The records:
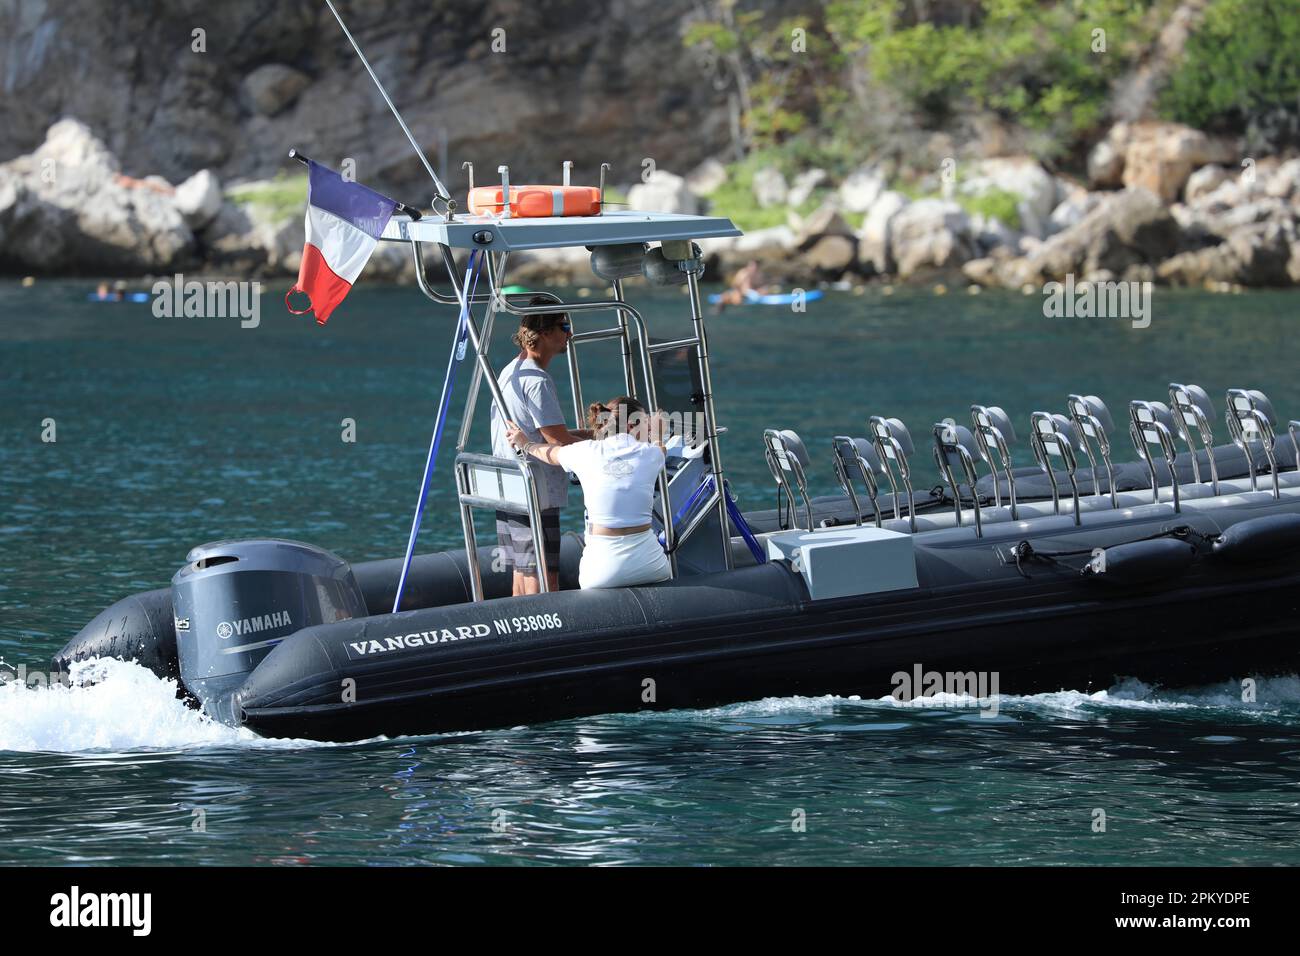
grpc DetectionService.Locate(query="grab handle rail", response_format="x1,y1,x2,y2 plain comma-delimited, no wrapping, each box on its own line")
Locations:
868,416,916,532
970,405,1018,518
454,453,552,600
1030,412,1082,525
1168,383,1220,494
933,423,983,537
831,436,883,529
763,429,814,531
1226,388,1279,499
1066,394,1117,508
1128,401,1181,511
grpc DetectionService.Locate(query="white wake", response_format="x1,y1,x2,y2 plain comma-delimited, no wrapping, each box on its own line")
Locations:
0,658,325,753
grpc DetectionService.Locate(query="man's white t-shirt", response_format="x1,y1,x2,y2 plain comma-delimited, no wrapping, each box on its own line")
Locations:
490,355,569,511
555,432,665,528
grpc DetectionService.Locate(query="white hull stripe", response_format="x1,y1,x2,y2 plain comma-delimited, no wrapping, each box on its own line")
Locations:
220,637,285,655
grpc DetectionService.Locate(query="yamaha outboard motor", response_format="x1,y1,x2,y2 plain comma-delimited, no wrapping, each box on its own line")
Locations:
172,539,367,723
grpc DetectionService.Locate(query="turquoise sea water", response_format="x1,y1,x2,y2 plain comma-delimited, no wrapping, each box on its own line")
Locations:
2,278,1299,866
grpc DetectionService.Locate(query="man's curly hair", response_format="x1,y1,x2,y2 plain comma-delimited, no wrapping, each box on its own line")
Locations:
512,295,570,351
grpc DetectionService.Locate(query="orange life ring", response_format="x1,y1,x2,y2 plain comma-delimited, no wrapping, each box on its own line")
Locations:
467,185,602,218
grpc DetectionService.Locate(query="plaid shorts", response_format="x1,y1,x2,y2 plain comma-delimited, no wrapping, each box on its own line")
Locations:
495,509,561,574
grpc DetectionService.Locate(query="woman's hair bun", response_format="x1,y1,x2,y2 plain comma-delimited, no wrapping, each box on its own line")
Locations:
588,395,646,437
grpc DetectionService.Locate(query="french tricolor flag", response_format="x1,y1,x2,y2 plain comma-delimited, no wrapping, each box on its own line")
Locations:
286,160,399,325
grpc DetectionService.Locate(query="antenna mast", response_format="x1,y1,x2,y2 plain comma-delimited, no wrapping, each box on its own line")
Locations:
323,0,452,204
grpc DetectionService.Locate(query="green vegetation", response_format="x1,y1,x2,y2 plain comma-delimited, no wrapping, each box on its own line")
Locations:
226,172,309,222
679,1,1300,235
684,11,836,153
1159,0,1300,138
894,179,1024,229
955,187,1022,229
684,1,1165,169
705,176,789,231
701,150,837,231
825,0,1158,141
679,0,1300,232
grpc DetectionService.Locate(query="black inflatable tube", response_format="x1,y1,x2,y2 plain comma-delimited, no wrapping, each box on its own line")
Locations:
235,562,811,740
52,540,585,680
1213,513,1300,564
234,530,1300,742
1082,538,1197,586
53,498,1300,742
52,587,179,681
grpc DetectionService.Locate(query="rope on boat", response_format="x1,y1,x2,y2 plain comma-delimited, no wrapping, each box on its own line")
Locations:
392,250,482,612
1008,524,1216,578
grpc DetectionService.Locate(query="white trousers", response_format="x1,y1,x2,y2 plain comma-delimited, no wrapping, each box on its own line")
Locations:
579,530,672,589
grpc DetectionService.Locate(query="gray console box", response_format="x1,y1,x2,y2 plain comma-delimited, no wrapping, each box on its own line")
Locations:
765,527,919,601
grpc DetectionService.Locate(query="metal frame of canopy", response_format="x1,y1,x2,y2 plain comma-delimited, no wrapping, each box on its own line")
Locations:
379,210,743,602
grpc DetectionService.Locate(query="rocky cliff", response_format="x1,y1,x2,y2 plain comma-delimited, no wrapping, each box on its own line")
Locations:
0,0,731,195
2,0,1298,291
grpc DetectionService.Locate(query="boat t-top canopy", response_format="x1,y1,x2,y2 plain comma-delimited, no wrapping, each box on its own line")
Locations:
378,201,744,604
381,209,741,252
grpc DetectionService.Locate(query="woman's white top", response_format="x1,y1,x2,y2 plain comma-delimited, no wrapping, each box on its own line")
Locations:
555,432,665,528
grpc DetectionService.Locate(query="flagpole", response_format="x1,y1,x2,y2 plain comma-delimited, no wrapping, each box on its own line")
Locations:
322,0,452,204
287,147,423,221
287,148,423,220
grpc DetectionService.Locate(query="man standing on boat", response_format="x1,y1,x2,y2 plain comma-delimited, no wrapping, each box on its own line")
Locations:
491,297,591,595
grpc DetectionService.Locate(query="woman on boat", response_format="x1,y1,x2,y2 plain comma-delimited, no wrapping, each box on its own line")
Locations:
505,396,672,590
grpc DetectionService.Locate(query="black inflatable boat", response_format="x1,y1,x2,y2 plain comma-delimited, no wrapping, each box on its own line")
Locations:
52,203,1300,742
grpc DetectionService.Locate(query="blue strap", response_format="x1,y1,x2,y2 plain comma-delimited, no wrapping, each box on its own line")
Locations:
724,480,766,564
392,251,482,612
658,473,767,564
658,474,715,548
673,474,715,528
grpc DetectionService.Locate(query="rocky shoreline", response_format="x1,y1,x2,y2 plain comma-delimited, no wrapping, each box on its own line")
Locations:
2,118,1298,292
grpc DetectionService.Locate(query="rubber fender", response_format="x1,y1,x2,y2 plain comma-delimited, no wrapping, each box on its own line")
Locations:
1213,513,1300,564
1082,537,1196,585
590,243,647,281
641,247,689,286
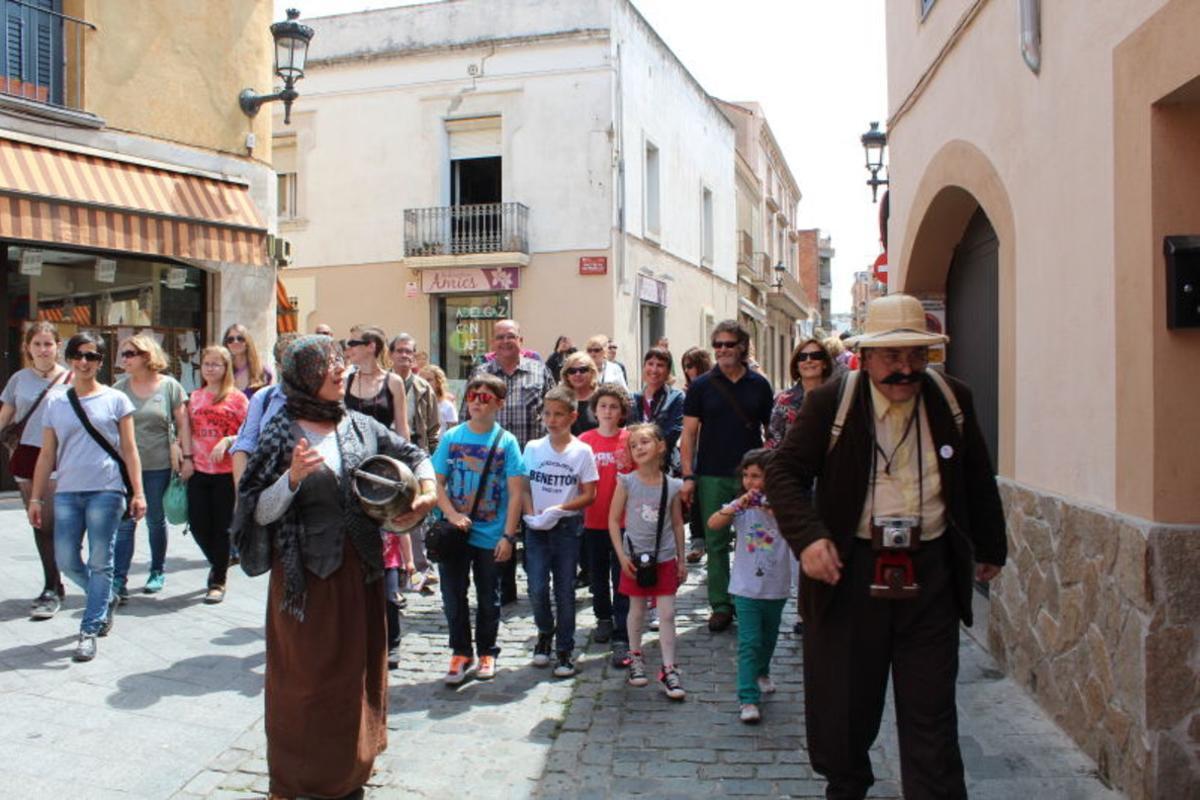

Activity:
Everything in the listing above except the pictures should be duplicated exactly.

Response area:
grpc DetectionService.Locate(query="grab handle rail", response_format="x1,y1,x2,y2 plain comma-delimited, no wrapping, each box on its own line")
Locations:
868,416,916,532
970,405,1018,518
454,453,552,600
1030,412,1082,525
1168,383,1220,494
933,423,983,537
831,436,883,529
763,429,814,531
1226,388,1279,499
1066,394,1117,508
1128,401,1181,511
grpc DetectionService.Locate(query="white wake", response_format="x1,y1,x2,y2 plain comma-delimited, no wrapping, each box on its own line")
Locations:
0,658,325,753
grpc DetectionService.Locate(query="man's white t-shirt", response_format="x1,y1,x2,y2 plain comma-delimited, no wrapping, each box on its own line")
Locations:
490,355,569,511
555,432,665,528
grpc DetectionService.Locate(query="white hull stripe", response_format="x1,y1,x2,y2 plain comma-delimited, no wrapping, each box on its own line")
Locations:
220,637,285,655
grpc DetectionService.Locate(query="yamaha outboard motor", response_format="x1,y1,x2,y2 plain comma-delimited, no wrapping, each box on its own line")
Locations:
172,539,367,723
grpc DetectionService.Locate(query="turquoise sea water", response_format="x1,y1,x2,y2 plain comma-delimited, no wrapping, each box on its own line")
Locations:
2,278,1299,866
grpc DetectionService.Locate(query="man's curly hair", response_format="x1,y1,x2,y2 plain comma-delimited, no wrapping, each box on its own line")
Locations:
512,295,570,351
grpc DetectionService.Locate(query="orange life ring", response_format="x1,y1,x2,y2 plain comma-delimited, no wrapping, each box on its own line")
Locations:
467,185,602,218
grpc DetectionService.Locate(query="plaid shorts", response_format="x1,y1,x2,y2 plain comma-delimited, no wrapping, each box on its own line")
Locations:
495,509,561,574
grpc DetectionService.Locate(query="woman's hair bun", response_format="x1,y1,x2,y2 plain comma-delimited, no wrapping, each box on its own line")
Locations:
588,395,646,437
grpc DetectionService.Locate(query="french tricolor flag", response_format="x1,y1,x2,y2 plain comma-delimited, no wrapping, each box on its own line")
Locations:
286,160,399,325
grpc DetectionService.Locate(query="antenna mast", response_format="x1,y1,x2,y2 plain comma-delimited, no wrapping, each box on its own line")
Locations:
323,0,452,204
grpc DetectionService.Locate(query="green vegetation", response_format="x1,y1,x2,y2 plain comma-delimited, no wrapping, each box on its own line")
Locations:
226,172,309,222
679,1,1300,235
684,11,836,153
1159,0,1300,138
894,179,1024,229
955,187,1022,229
684,1,1165,169
705,176,789,231
701,150,837,231
825,0,1158,141
679,0,1300,232
grpc DetectionService.Locate(query="black inflatable tube", response_format="x1,y1,x2,y2 plain comma-delimited, no wrapping, each box on its own line")
Locations:
235,562,811,740
52,540,585,680
1213,513,1300,564
234,530,1300,742
1082,538,1197,586
53,498,1300,742
52,587,179,681
grpc DetectionService.Locate(query="rope on boat", response_format="x1,y1,x2,y2 plain comma-delimited, no wrapping, each box on its own line")
Locations:
392,250,482,612
1008,524,1216,578
grpc DetectionService.Locate(query="white trousers", response_format="x1,y1,x2,y2 plain comma-delimited, no wrapping, each box on its own line")
Locations:
579,530,672,589
grpc DetectionService.Locate(query="gray console box", response_format="x1,y1,x2,y2 plain comma-delimited, no wrapping, each box on its own line")
Locations:
765,527,919,601
grpc DetectionService.Locate(query="metal frame of canopy", response_format="x1,y1,x2,y2 plain comma-delimited, no wrapping, each box on its own line")
Locations:
379,210,743,602
grpc DetectionService.Locate(query="rocky cliff", response_format="x1,y1,x2,y2 plain comma-delimited, no wrapping, each box on its own line")
Locations:
0,0,731,195
2,0,1298,291
grpc DetectionService.Locate(query="boat t-top canopy", response_format="x1,y1,x2,y2 plain comma-delimited, no wrapping, each box on its own line")
Locations:
378,201,744,604
381,209,741,252
grpc DetectionService.Locate(query="woman's white top", response_format="x1,y1,x2,y2 plain comma-delimited, no wrapping, each box on its own line")
Locations:
555,432,665,528
grpc DetectionService.Locate(query="flagpole", response_format="x1,y1,x2,y2 plain comma-delimited, no wrapping, each box on its own line")
Locations:
322,0,452,204
287,147,423,221
287,148,423,220
grpc DetectionService.Locate(query="man standing on boat", response_format="x1,y1,x2,y2 plain comma-delimited, no wrapping, each box on its own line")
Locations:
491,297,591,595
grpc DetectionService.Locate(query="woman on boat", response_format="x1,y1,x2,y2 plain comma-delimited, no wrapping, each box on its own line")
Locations:
505,396,672,590
grpc DetectionService.Locate(query="black inflatable boat", response_format="x1,y1,x2,y2 plain comma-delimited, no wrapping, each box on its own line")
Locations:
52,203,1300,742
grpc DetectionService.Locate(query="blue strap", response_format="x1,y1,x2,y2 plain comma-delimited, no wrapping, each box on its own line")
Locations:
724,480,766,564
392,251,482,612
658,473,767,564
658,474,715,548
673,474,715,528
grpc DetectionService.Locate(query="rocky shoreline", response_format="x1,y1,x2,y2 plain comma-delimited, no wrapping, each box on its own line")
Locations:
2,118,1298,292
grpc DetectionService.Locate(query="rubber fender", response_format="x1,y1,x2,y2 plain comma-delimited, no wrapping, each box on its own line")
Locations:
1213,513,1300,564
1082,537,1196,585
590,243,647,281
641,247,689,286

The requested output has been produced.